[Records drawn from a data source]
--------

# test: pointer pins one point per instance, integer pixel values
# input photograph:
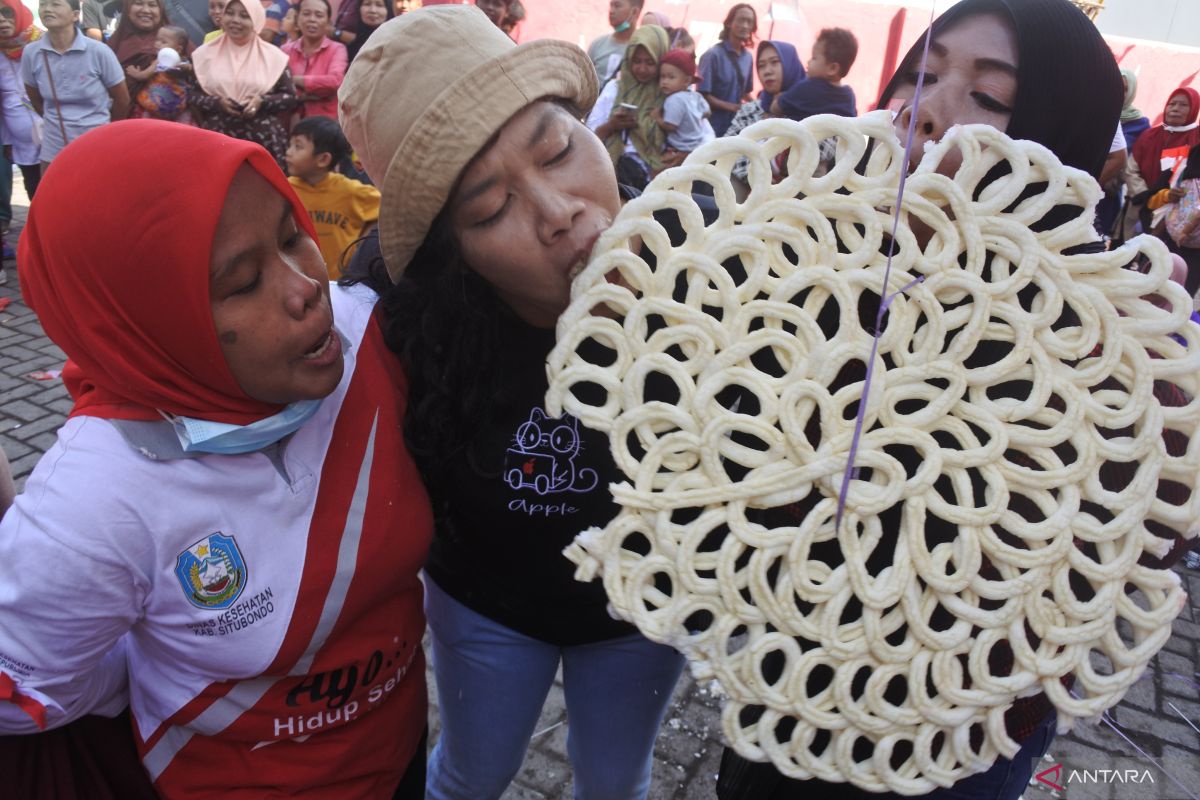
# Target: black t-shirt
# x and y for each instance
(96, 14)
(516, 498)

--------

_Task requirements_
Reproduce every line of the records above word for word, leaving the pictures out of your answer.

_Full solution_
# test: pointer pins one point per instance, integer pixel values
# input photograph:
# Target: black t-shirt
# x and y for each instance
(96, 14)
(516, 498)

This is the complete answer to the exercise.